- WHAT IS BEING ASKED: Repeat each of the following lines word for word, leaving out the pictures.

[Data extracted from a collection]
** BEGIN **

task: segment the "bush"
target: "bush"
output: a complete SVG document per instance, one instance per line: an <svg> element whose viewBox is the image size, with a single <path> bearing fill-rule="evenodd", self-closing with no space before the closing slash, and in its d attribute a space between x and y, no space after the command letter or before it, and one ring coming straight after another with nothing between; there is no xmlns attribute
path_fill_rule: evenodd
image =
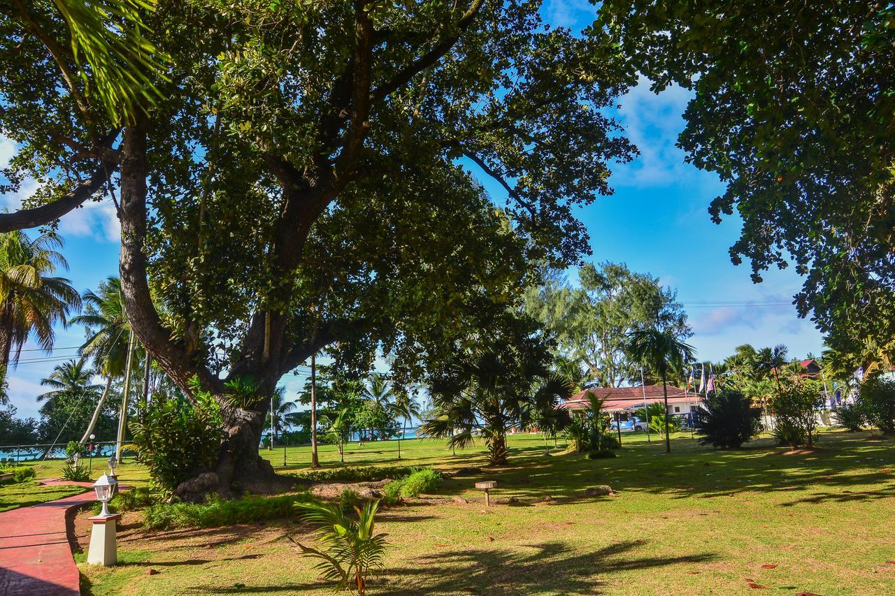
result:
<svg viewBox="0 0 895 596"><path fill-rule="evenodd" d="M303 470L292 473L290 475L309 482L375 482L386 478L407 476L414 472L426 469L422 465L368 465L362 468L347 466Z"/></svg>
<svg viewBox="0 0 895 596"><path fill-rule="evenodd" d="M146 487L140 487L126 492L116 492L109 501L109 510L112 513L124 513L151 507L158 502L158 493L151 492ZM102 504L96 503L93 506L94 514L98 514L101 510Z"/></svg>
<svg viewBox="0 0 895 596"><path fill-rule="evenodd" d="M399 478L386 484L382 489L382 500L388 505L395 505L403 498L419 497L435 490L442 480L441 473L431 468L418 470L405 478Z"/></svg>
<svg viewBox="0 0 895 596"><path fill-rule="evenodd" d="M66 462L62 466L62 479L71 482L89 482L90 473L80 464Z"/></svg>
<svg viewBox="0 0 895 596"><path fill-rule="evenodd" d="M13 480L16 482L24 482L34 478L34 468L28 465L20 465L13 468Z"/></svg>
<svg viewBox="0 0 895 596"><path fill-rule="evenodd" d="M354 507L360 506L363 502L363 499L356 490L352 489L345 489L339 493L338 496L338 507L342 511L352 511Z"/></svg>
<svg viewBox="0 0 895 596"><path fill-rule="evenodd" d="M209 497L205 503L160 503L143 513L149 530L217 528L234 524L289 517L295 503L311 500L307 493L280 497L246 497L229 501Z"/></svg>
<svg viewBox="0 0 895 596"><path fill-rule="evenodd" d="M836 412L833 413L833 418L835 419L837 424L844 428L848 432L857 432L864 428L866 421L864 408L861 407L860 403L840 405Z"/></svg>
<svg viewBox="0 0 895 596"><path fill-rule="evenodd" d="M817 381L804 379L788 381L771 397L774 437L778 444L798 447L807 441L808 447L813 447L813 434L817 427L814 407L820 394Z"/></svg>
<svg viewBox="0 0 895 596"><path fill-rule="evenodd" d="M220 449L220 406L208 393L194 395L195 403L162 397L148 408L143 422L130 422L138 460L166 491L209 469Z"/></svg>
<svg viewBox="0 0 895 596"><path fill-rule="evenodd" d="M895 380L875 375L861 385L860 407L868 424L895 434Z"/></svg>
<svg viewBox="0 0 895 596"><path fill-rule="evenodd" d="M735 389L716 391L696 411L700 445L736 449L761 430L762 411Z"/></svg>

** END **

- FINISHED TASK:
task: segment the "bush"
target: "bush"
output: a complete SVG document per instance, one instance per line: an <svg> element whose viewBox is the image size, with a single <path> bearing fill-rule="evenodd", self-closing with no space before the closing slash, and in its d attribute a space between x and y, no space after the command letter or before it, and one ring coming straight after another with nothing between; there is no xmlns attribute
path_fill_rule: evenodd
image =
result:
<svg viewBox="0 0 895 596"><path fill-rule="evenodd" d="M303 470L292 473L290 475L309 482L375 482L386 478L407 476L414 472L426 469L422 465L368 465L362 468L347 466Z"/></svg>
<svg viewBox="0 0 895 596"><path fill-rule="evenodd" d="M146 487L140 487L126 492L116 492L109 501L109 510L112 513L124 513L151 507L158 502L158 493L151 492ZM102 504L96 503L93 506L94 514L98 514L101 510Z"/></svg>
<svg viewBox="0 0 895 596"><path fill-rule="evenodd" d="M399 478L386 484L382 489L382 500L388 505L395 505L403 498L419 497L435 490L442 480L441 473L431 468L418 470L405 478Z"/></svg>
<svg viewBox="0 0 895 596"><path fill-rule="evenodd" d="M66 462L62 466L62 479L71 482L89 482L90 473L80 464Z"/></svg>
<svg viewBox="0 0 895 596"><path fill-rule="evenodd" d="M13 480L16 482L24 482L34 478L34 468L28 465L20 465L13 468Z"/></svg>
<svg viewBox="0 0 895 596"><path fill-rule="evenodd" d="M354 507L360 506L363 502L363 499L356 490L352 489L345 489L339 493L338 496L338 507L342 511L352 511Z"/></svg>
<svg viewBox="0 0 895 596"><path fill-rule="evenodd" d="M209 497L205 503L160 503L143 513L149 530L217 528L234 524L289 517L295 503L311 500L307 493L280 497L246 497L229 501Z"/></svg>
<svg viewBox="0 0 895 596"><path fill-rule="evenodd" d="M836 412L833 413L833 418L835 419L837 424L844 428L848 432L857 432L864 428L866 421L864 408L861 407L860 403L840 405Z"/></svg>
<svg viewBox="0 0 895 596"><path fill-rule="evenodd" d="M817 381L804 379L788 381L771 397L774 437L778 444L798 447L807 441L808 447L813 447L813 434L817 427L814 407L820 394Z"/></svg>
<svg viewBox="0 0 895 596"><path fill-rule="evenodd" d="M220 449L220 406L208 393L194 395L195 403L162 397L148 408L143 422L130 422L138 460L166 491L209 469Z"/></svg>
<svg viewBox="0 0 895 596"><path fill-rule="evenodd" d="M895 380L875 375L861 385L860 407L868 424L895 434Z"/></svg>
<svg viewBox="0 0 895 596"><path fill-rule="evenodd" d="M735 389L716 391L696 411L700 445L736 449L761 430L762 411Z"/></svg>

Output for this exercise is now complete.